* TASK BRIEF:
Please rescale the entries between the lines holding "the green painted" and "(1008, 355)", inclusive, and give only those lines, each one in full. Multiply every coordinate in the answers by 2.25 and round to whole numbers, with halves rounded up.

* DATA EXTRACT:
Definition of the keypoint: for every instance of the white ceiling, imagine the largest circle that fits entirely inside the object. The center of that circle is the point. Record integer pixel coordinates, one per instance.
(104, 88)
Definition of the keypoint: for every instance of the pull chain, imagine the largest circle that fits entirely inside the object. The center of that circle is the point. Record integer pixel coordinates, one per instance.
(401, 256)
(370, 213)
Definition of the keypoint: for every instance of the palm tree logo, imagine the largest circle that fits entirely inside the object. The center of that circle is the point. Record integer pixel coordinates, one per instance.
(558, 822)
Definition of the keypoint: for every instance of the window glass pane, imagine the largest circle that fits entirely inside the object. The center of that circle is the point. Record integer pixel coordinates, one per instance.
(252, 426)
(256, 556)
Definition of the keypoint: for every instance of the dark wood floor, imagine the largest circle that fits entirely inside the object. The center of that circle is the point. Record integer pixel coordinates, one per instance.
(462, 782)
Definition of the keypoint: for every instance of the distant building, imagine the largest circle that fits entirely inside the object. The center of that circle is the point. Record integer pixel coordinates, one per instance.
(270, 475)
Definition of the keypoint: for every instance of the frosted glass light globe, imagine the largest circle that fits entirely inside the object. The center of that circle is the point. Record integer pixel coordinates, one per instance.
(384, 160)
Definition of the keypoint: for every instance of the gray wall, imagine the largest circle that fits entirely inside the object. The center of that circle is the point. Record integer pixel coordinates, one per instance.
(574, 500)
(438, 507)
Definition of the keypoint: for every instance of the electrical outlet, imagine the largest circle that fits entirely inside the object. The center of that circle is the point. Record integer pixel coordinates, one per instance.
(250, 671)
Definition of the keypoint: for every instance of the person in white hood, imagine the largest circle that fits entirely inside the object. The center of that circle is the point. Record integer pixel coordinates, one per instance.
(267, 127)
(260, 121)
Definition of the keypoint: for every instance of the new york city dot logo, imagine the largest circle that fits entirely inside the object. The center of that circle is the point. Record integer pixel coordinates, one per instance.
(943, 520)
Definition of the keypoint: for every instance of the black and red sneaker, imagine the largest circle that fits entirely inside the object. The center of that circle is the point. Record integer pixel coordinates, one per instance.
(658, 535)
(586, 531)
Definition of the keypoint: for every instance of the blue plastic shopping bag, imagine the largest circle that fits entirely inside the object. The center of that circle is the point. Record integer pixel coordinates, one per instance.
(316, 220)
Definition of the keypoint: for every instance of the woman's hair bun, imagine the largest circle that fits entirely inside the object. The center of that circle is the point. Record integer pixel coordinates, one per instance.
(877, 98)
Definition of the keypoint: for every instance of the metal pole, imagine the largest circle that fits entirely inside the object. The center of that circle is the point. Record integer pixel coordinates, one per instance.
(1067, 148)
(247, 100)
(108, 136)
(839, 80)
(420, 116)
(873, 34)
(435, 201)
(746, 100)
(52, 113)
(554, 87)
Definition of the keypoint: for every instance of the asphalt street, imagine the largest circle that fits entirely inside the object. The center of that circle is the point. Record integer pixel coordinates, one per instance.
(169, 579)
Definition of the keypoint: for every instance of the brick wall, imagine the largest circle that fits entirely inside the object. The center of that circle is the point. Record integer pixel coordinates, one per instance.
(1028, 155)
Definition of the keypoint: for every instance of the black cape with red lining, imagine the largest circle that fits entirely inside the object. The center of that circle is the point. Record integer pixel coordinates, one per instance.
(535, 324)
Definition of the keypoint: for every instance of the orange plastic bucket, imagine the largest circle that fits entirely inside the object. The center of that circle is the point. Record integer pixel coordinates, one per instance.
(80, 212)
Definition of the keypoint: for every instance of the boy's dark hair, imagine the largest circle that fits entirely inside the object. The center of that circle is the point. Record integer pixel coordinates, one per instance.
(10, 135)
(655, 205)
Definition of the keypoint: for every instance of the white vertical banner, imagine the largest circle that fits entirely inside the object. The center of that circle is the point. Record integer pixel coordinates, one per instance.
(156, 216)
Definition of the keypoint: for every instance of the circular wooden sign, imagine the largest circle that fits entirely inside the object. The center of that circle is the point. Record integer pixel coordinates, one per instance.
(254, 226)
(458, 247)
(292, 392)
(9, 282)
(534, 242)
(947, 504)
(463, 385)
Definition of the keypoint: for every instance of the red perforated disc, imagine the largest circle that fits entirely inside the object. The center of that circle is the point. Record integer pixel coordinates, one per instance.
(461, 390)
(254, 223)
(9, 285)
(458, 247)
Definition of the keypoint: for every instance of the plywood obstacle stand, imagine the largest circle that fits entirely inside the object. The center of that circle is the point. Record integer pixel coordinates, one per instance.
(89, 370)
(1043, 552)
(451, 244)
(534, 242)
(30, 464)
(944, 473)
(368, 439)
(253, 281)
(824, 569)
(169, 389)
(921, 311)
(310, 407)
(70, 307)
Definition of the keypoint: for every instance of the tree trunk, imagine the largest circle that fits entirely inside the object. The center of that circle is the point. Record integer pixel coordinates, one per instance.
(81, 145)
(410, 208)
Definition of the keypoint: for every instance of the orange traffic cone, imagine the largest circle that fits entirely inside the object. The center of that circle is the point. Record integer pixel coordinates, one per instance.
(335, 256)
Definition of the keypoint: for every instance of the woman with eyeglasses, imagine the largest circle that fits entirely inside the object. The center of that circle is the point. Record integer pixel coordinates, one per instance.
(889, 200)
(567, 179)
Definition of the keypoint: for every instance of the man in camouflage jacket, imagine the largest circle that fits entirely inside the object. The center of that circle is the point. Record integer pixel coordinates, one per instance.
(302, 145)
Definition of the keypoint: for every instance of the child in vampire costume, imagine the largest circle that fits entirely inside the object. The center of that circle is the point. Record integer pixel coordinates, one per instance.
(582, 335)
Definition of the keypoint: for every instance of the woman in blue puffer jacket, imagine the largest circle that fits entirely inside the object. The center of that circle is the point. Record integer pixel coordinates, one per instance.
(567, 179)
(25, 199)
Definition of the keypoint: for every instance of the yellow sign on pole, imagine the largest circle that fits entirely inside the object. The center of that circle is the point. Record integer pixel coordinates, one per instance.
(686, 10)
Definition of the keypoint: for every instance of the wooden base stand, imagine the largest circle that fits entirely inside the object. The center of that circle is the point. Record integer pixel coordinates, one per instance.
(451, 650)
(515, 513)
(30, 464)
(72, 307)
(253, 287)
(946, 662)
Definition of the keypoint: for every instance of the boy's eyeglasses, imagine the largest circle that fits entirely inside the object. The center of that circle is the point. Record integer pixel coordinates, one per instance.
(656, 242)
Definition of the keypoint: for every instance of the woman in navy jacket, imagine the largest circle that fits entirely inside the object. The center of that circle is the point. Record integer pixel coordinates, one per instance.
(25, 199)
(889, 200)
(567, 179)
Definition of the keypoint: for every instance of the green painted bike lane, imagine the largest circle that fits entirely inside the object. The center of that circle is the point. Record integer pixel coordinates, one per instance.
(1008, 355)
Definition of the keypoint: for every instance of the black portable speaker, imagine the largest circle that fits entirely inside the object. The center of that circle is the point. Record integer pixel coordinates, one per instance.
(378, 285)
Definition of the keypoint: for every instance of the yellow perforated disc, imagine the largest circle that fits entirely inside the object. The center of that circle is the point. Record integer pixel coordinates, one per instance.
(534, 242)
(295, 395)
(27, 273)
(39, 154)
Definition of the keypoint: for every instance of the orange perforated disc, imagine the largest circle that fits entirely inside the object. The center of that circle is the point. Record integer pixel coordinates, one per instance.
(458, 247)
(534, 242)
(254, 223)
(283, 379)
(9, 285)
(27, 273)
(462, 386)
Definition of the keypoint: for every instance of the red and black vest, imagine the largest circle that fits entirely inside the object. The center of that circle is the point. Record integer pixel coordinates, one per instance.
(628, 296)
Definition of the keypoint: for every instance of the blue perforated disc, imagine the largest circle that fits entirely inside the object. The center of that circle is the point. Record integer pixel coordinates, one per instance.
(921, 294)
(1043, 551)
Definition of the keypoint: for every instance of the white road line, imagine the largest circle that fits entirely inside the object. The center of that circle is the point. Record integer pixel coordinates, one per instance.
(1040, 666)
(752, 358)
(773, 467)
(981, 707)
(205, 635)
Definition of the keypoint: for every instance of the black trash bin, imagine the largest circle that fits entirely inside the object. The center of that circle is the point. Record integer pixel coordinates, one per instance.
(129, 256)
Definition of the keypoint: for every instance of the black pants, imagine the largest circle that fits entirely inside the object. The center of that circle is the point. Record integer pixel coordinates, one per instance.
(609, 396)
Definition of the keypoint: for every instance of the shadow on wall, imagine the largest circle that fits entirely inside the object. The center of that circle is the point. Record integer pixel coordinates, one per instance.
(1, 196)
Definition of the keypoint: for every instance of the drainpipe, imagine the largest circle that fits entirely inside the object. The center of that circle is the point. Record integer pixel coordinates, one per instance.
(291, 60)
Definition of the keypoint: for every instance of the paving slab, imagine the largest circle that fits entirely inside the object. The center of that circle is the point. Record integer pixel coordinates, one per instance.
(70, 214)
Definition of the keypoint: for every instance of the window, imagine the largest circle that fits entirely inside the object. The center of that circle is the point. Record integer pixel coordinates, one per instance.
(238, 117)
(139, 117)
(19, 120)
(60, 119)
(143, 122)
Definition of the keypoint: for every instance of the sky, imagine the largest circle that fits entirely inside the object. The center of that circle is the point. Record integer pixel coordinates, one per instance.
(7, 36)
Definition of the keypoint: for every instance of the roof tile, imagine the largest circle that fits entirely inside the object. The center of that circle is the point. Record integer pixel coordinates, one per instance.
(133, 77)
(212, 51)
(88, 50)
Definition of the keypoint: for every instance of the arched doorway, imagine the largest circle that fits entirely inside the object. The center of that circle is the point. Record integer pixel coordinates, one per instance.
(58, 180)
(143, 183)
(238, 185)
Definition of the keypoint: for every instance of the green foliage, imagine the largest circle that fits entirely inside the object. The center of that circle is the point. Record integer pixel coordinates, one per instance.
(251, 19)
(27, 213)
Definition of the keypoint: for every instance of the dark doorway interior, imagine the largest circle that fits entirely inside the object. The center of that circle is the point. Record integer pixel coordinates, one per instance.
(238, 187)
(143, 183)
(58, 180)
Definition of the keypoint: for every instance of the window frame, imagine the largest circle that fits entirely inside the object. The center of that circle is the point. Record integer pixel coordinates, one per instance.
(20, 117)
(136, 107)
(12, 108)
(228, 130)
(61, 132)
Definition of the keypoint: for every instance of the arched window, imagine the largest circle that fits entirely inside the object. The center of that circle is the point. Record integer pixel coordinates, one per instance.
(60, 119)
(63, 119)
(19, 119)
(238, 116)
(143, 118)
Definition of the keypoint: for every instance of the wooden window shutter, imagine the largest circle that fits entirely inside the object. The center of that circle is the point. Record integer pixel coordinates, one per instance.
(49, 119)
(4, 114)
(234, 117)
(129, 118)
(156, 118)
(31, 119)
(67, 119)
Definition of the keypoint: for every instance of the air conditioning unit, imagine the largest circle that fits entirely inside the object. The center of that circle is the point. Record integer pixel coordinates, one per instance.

* SOLUTION FOR THIS EXERCISE:
Definition of the keypoint: for every instance of the green painted bike lane, imagine the largest circle that fits entirely inside the object. The center of that circle is the point. Record integer pixel coordinates, one per instance.
(2268, 799)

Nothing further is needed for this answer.